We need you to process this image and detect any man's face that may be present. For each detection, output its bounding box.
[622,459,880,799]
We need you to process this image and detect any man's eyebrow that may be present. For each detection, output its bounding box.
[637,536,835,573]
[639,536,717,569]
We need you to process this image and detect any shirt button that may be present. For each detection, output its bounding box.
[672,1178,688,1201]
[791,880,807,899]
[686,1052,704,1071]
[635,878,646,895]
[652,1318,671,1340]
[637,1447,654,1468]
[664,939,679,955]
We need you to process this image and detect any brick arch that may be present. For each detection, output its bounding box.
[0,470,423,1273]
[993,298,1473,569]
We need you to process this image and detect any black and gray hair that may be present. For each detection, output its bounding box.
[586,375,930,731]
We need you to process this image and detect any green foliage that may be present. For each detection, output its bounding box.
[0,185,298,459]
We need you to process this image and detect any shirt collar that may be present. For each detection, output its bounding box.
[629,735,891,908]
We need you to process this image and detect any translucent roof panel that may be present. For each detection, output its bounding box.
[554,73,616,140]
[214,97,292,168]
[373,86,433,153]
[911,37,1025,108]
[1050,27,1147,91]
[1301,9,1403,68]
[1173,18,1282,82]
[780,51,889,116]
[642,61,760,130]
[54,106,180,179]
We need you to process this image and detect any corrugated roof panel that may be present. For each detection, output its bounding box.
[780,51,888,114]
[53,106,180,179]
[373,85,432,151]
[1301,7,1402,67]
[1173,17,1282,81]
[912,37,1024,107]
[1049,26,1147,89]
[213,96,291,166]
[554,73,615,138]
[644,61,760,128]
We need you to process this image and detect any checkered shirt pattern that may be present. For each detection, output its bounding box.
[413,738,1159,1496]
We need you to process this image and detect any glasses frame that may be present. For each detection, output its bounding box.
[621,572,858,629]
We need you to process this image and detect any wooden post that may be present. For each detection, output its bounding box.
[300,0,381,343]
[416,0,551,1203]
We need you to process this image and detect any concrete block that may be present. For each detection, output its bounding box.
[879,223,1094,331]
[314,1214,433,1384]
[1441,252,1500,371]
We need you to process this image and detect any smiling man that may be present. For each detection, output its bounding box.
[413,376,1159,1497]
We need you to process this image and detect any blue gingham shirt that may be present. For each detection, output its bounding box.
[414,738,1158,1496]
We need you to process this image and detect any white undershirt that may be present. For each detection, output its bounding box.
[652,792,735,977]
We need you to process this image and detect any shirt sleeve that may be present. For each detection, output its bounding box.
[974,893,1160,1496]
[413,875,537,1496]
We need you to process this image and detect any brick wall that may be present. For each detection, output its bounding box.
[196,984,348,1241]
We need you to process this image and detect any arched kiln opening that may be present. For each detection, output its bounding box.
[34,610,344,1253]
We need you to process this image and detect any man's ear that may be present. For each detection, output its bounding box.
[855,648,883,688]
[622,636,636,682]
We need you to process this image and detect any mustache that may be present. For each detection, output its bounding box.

--------------------------------

### Required action:
From the first line to the last, retype the material exactly.

### Exercise response:
We need you to process this image and detect any man's face that may be present. For each detection, output its bounding box.
[622,459,880,799]
We need you to process this image and detect any man's eyebrow that may be present. For each detection, output its bounding box.
[637,536,835,573]
[639,536,717,569]
We need you to process this image and detect any shirt button that may be present. For each detection, output its bounding box.
[672,1178,688,1201]
[791,880,807,899]
[686,1052,704,1071]
[635,878,646,895]
[652,1318,671,1340]
[637,1447,654,1468]
[664,939,679,955]
We need you to process this image and detect any brick arch that may be present. For each detection, output its bounding box.
[0,470,423,1273]
[993,298,1473,569]
We need you to process this image and detect any black and gray hair that may be present. For each detection, output its bounding box.
[586,375,930,731]
We need you to process this image and detect any green foliage that may be present. For each detection, output its bounding box.
[0,185,298,459]
We need you to process this image and detect any shirt collar that may be present. For each detection, output its bounding box.
[629,735,891,908]
We need you to process this image and detect any translucent roof panel that may be present. For each detection, output its bounding box.
[554,73,616,140]
[214,97,292,168]
[373,86,433,153]
[911,37,1025,108]
[1050,27,1147,91]
[1301,9,1403,68]
[1173,18,1282,82]
[780,51,889,116]
[642,61,760,130]
[54,106,180,179]
We need you to process this image and detect any corrugated roof panel that may be present. For each detection, output its bounding box.
[780,51,888,114]
[53,106,180,179]
[373,85,432,151]
[1301,7,1402,67]
[1173,17,1282,81]
[912,37,1024,107]
[1049,26,1147,89]
[213,96,291,166]
[554,73,615,138]
[644,61,760,128]
We need you to process this image and detect any checkered shirt pattern that may be present. For each detection, output its bounding box.
[413,738,1159,1496]
We need you to process this image and detect any glasses frame that may be present. For each detection, output its bounding box.
[621,572,858,629]
We need you to process this image and detect any wooden post that may be present. For each detection, output its bounding box.
[300,0,381,343]
[416,0,551,1203]
We need you to process this image and detect any concrete block that may be present. For each detection, output its bounding box.
[879,223,1094,331]
[314,1214,433,1384]
[1441,252,1500,371]
We need you to process this image and detect any smiling man that may be present. For each detection, output its bounding box.
[413,376,1159,1497]
We need you to process this image and detect any blue gingham shirt that may be present. For each detection, output its bounding box.
[414,738,1158,1496]
We need you to process this image and detect any white undershirt that may be present. For each detection, output its bounding box.
[652,792,735,977]
We need you to process this image and detect any shirt sleeve that may be present. For each detection, output its bounding box.
[974,893,1160,1496]
[413,875,537,1496]
We need you to process this image and detect any brick wall that may be present. For each detection, output its bounding box.
[196,984,348,1241]
We need you to process this image and detect any arched kiln opening that may be present. For each detection, output its bounding box.
[34,610,344,1253]
We need you to process this image and detect any man's ear that may be present. For each detection, output its bounding box.
[855,648,883,688]
[622,636,636,682]
We need you to process this image and detect any mustache that may be present. For each detection, output its bounding box.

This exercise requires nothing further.